• Selected extract:
⟨
National Alliance on Mental Illness
page printed from http://www.nami.org/
(800) 950-NAMI; email@example.com
For Immediate Release: June 14, 2001
Arlington, VA--The National Alliance for the Mentally Ill (NAMI), the nation's largest organization dedicated to improving the lives of people with mental illness, is honoring actors Maurice Benard, Sally Field, Carrie Fisher, and Samuel Jackson for facing the challenge of mental illness. Two have played characters with mental illness. The other two have lived it.
"Mental illnesses are biological brain disorders," said NAMI Executive Director Richard Birkel, Ph.D. "Treatment works, but only if a person gets it. Too often, the stigma associated with mental illness discourages people from getting help when they need it most. That's one reason why the U.S. Surgeon General has called on the entertainment industry to help eliminate stigma."
"In real life or on the screen, the recipients of NAMI's awards represent profiles in courage," Birkel said. "They have helped to demonstrate that people who live with mental illness are often heroes, who not only survive, but often prevail."
⟩
• What is being asked:
What follows the last paragraph of the NAMI press release above on honoring four actors? Write a continuation that picks up right after it.

• Records:
⟨
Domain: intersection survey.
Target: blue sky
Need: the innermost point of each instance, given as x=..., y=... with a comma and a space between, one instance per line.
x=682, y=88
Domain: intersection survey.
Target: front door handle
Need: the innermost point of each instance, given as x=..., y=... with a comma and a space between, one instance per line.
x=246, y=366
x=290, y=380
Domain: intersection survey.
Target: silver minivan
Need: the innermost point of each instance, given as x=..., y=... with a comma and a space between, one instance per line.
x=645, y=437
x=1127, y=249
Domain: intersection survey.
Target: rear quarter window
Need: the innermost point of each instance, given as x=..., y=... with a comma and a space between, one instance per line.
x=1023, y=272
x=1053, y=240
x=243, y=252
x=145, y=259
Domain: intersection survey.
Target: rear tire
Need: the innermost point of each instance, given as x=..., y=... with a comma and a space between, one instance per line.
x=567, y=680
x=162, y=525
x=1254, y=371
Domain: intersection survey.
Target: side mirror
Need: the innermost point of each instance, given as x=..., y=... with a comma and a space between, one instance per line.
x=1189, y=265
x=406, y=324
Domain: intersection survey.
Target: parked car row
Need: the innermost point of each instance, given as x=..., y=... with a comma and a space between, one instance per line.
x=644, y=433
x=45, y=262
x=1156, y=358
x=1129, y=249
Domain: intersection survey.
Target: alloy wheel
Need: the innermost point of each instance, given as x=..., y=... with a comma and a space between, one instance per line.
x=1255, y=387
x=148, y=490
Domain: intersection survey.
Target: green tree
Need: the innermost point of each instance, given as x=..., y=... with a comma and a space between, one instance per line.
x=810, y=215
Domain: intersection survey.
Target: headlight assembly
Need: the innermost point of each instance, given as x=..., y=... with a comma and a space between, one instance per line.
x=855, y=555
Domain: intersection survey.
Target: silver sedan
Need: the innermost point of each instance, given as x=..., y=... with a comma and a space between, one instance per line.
⟩
• Answer section:
NAMI also presents Outstanding Media Awards to actors, directors or producers who portray mental illness accurately and compassionately in dramatic productions, challenging stereotypes and stigma, and helping to build greater public awareness of the individual dignity of people with mental illness.
"Television and movies shape public perceptions of mental illness," Birkel said, "They have tremendous power to do good or do harm to those who struggle to overcome mental illness in real life."
"ER and The Caveman set new standards for realistic portrayal of people living with mental illnesses," Birkel said. "In both cases, Field and Jackson played sympathetic characters, which the audience came to know and like as individuals. They were protagonists. Indeed, Jackson played the hero. People saw the nature of their illnesses. Their struggle was part of the drama, but they weren't made the butt of jokes or cast as violent stereotypes."